PROBLEM DETAILS:
Please print the full listing below exactly, but not the pictures in it.

────────────────

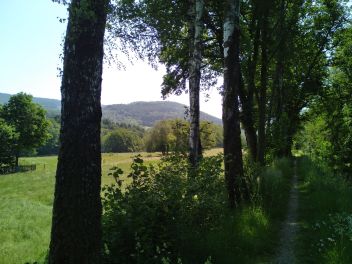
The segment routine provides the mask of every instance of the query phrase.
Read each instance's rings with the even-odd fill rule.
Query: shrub
[[[188,178],[184,156],[168,156],[149,167],[137,156],[124,192],[122,170],[113,168],[116,185],[103,188],[106,262],[175,263],[189,234],[201,234],[219,221],[225,201],[221,164],[221,156],[204,158]]]
[[[128,185],[112,168],[116,184],[103,188],[105,263],[267,261],[286,213],[291,164],[277,161],[259,173],[246,163],[255,203],[235,211],[228,209],[222,164],[221,155],[206,157],[194,171],[183,155],[154,166],[137,156]]]

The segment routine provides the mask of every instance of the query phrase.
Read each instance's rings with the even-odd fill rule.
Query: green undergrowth
[[[114,208],[118,211],[108,217],[106,204],[104,208],[106,263],[270,262],[286,215],[288,160],[274,162],[262,173],[262,168],[246,164],[252,203],[230,211],[221,156],[206,157],[189,182],[184,159],[158,165],[158,153],[142,155],[143,165],[131,166],[131,153],[103,154],[103,184],[115,183],[116,188],[114,177],[108,176],[113,165],[124,171],[119,175],[124,198]],[[57,157],[21,162],[37,164],[37,170],[0,176],[0,264],[42,263],[48,250]],[[144,167],[148,172],[138,172]],[[153,177],[139,181],[143,177],[133,179],[136,173]],[[139,183],[126,191],[133,181]],[[132,261],[113,258],[112,252]]]
[[[252,202],[229,210],[222,157],[207,157],[189,178],[187,160],[159,166],[140,158],[122,191],[121,170],[103,199],[105,263],[263,263],[273,259],[286,216],[292,164],[247,164]],[[262,171],[262,172],[259,172]]]
[[[160,159],[159,153],[141,154],[147,164]],[[127,175],[133,156],[102,154],[103,184],[113,182],[107,175],[113,164]],[[20,163],[37,169],[0,175],[0,264],[42,263],[49,246],[57,156],[26,157]]]
[[[352,188],[342,176],[308,158],[300,177],[299,263],[352,263]]]

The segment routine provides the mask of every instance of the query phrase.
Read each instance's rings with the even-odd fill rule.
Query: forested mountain
[[[134,123],[142,126],[152,126],[155,122],[184,118],[187,116],[184,105],[176,102],[135,102],[130,104],[116,104],[103,106],[103,118],[117,123]],[[221,119],[201,113],[201,119],[220,125]]]
[[[6,103],[10,94],[0,93],[0,104]],[[56,99],[33,97],[35,103],[47,110],[49,116],[60,114],[61,102]],[[126,123],[151,127],[157,121],[186,117],[186,107],[183,104],[169,101],[134,102],[130,104],[104,105],[103,119],[116,123]],[[221,125],[221,119],[201,112],[201,119]]]
[[[0,93],[0,104],[7,103],[12,95]],[[48,112],[49,116],[60,114],[61,101],[56,99],[33,97],[33,102],[40,104]]]

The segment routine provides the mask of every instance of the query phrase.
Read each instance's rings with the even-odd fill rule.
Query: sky
[[[0,0],[0,92],[26,92],[35,97],[61,99],[58,68],[62,67],[62,45],[66,7],[51,0]],[[125,70],[104,64],[102,104],[160,101],[161,65],[125,63]],[[216,87],[201,96],[201,110],[221,117],[221,96]],[[169,101],[189,105],[188,94],[170,96]]]

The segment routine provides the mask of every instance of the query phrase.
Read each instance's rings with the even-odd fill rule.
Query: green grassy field
[[[220,151],[210,150],[206,155]],[[136,154],[103,154],[102,185],[114,182],[108,176],[113,166],[119,166],[127,175]],[[146,164],[157,162],[161,156],[160,153],[140,154]],[[0,264],[40,260],[49,244],[57,157],[22,158],[20,163],[36,164],[37,170],[0,175]]]
[[[102,184],[112,183],[109,168],[129,171],[132,153],[103,154]],[[146,163],[160,159],[159,153],[141,153]],[[46,255],[57,157],[23,158],[22,164],[37,164],[32,172],[0,175],[0,263],[34,262]]]

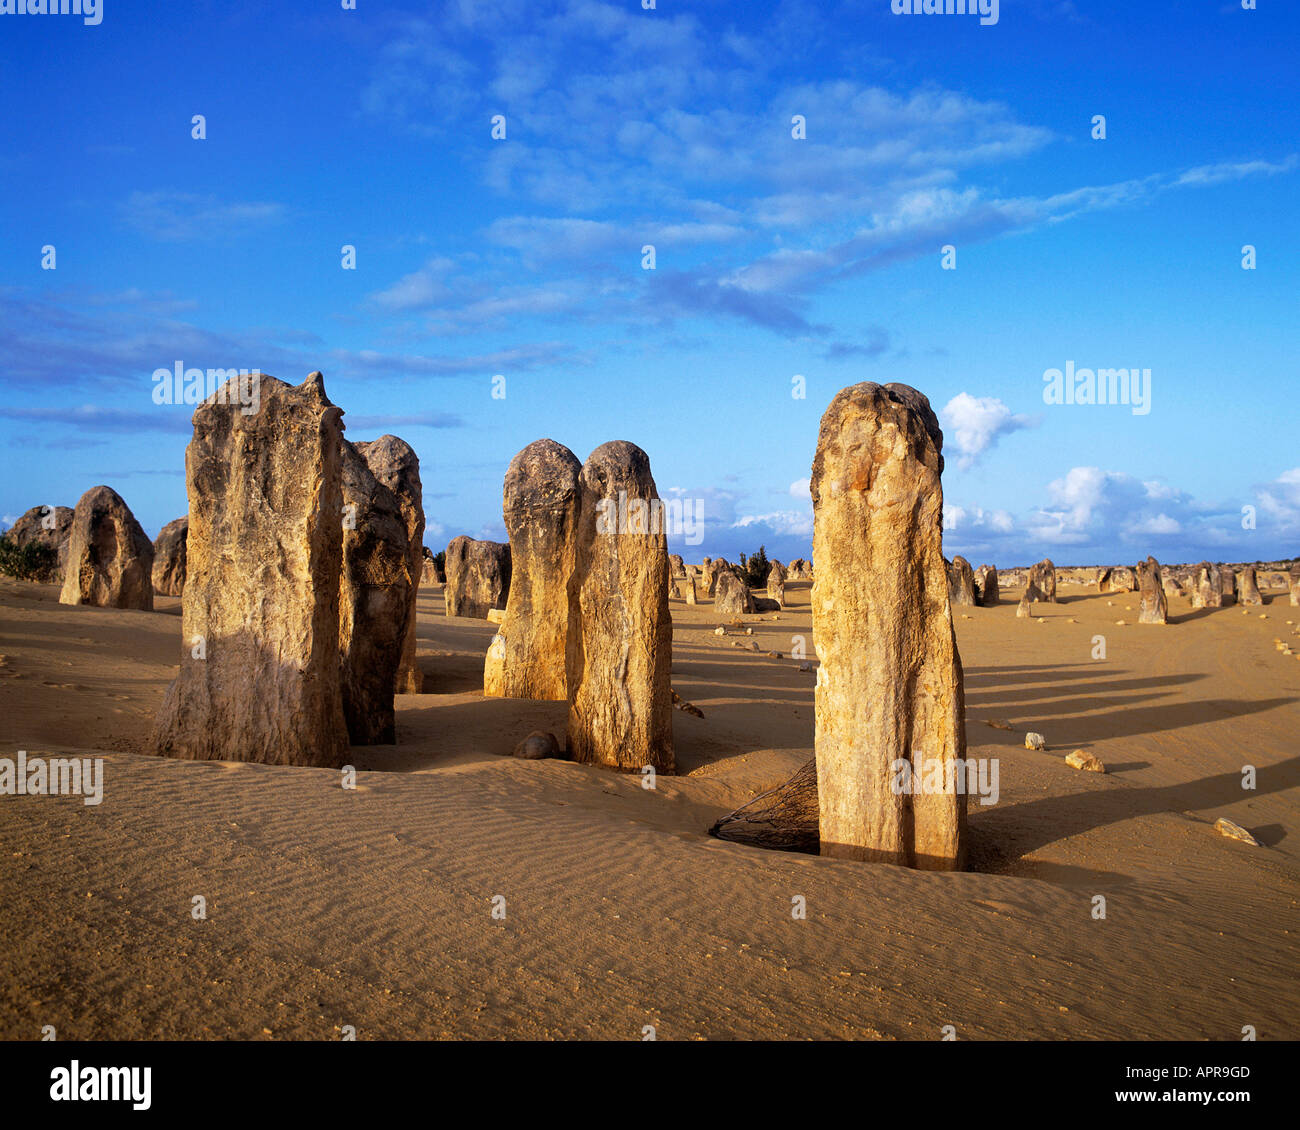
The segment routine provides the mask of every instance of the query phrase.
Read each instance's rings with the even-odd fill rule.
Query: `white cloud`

────────────────

ANSWER TO THE PROBLEM:
The segment routine provides the mask of every instance of the query phrase.
Read each instance's rings with the even-odd fill rule.
Query: shrub
[[[188,178],[184,156],[168,156],[149,167],[137,156],[124,192],[122,170],[113,168],[116,185],[103,188],[106,262],[175,263],[189,234],[201,234],[219,221],[225,201],[221,164],[221,156],[204,158]]]
[[[128,185],[112,168],[116,184],[103,188],[105,263],[267,261],[286,213],[291,164],[277,161],[259,173],[246,163],[255,203],[235,211],[228,209],[222,164],[221,155],[206,157],[194,171],[183,155],[154,166],[137,156]]]

The segment routine provides the mask of every instance of the query phrase.
Read each instance's rings with the even-odd fill rule.
Query: green undergrowth
[[[114,208],[118,211],[108,217],[106,204],[104,208],[106,263],[270,262],[286,215],[288,160],[274,162],[262,173],[262,168],[246,164],[252,203],[230,211],[221,156],[206,157],[189,182],[184,159],[158,165],[158,153],[142,155],[143,165],[131,166],[131,153],[103,154],[103,184],[115,183],[116,188],[114,177],[108,176],[113,165],[124,171],[119,175],[124,198]],[[57,157],[21,162],[37,164],[37,170],[0,176],[0,264],[42,263],[48,250]],[[144,167],[148,172],[138,172]],[[153,177],[139,181],[143,177],[133,179],[136,173]],[[139,183],[126,191],[133,181]],[[132,261],[113,258],[112,252]]]
[[[252,202],[229,210],[222,157],[207,157],[189,178],[187,160],[159,166],[140,158],[122,191],[121,170],[103,199],[105,263],[263,263],[273,259],[286,216],[292,164],[247,164]],[[262,171],[262,172],[259,172]]]
[[[160,159],[159,153],[141,154],[147,164]],[[127,175],[133,156],[102,154],[103,184],[113,182],[107,175],[113,164]],[[20,163],[37,169],[0,175],[0,264],[42,263],[49,246],[57,156],[26,157]]]
[[[352,188],[342,176],[308,158],[300,177],[299,263],[352,263]]]

The segment routine provides the mask of every instance of the query phrase.
Read each instance's rings with the even-odd fill rule.
Query: forested mountain
[[[134,123],[142,126],[152,126],[155,122],[184,118],[187,116],[184,105],[176,102],[135,102],[130,104],[116,104],[103,106],[103,118],[117,123]],[[221,119],[201,113],[201,119],[220,125]]]
[[[6,103],[10,94],[0,93],[0,104]],[[56,99],[33,97],[35,103],[47,110],[49,116],[60,114],[61,102]],[[126,123],[151,127],[157,121],[186,117],[186,107],[183,104],[169,101],[134,102],[130,104],[104,105],[103,119],[116,123]],[[221,125],[221,119],[201,112],[201,119]]]
[[[0,93],[0,104],[7,103],[12,95]],[[48,112],[49,116],[60,114],[61,101],[56,99],[33,97],[33,102],[40,104]]]

The segment routine provides the mask of every instance of the query phrase.
Read each instance's rings with the even-odd fill rule.
Query: sky
[[[0,0],[0,92],[26,92],[35,97],[61,99],[58,68],[62,67],[62,45],[66,7],[51,0]],[[125,70],[104,64],[102,104],[160,101],[161,65],[125,63]],[[216,87],[201,96],[201,110],[221,117],[221,96]],[[169,101],[189,105],[188,94],[170,96]]]

The segment routine provides the mask of every instance of the query phrase.
Read each instance's rings with the even-odd fill rule.
Query: green grassy field
[[[220,151],[210,150],[206,155]],[[136,154],[103,154],[102,185],[114,182],[108,176],[113,166],[119,166],[127,175]],[[146,164],[157,162],[161,156],[160,153],[140,154]],[[0,264],[40,260],[49,244],[57,157],[22,158],[20,163],[36,164],[37,170],[0,175]]]
[[[102,184],[112,183],[109,168],[129,171],[132,153],[103,154]],[[146,163],[160,159],[159,153],[141,153]],[[46,255],[57,157],[23,158],[22,164],[37,164],[32,172],[0,175],[0,263],[34,262]]]

The segment routine provides the mask of every instance of the query phrase.
Read each instance's rings with the even-odd fill rule.
Query: `white cloud`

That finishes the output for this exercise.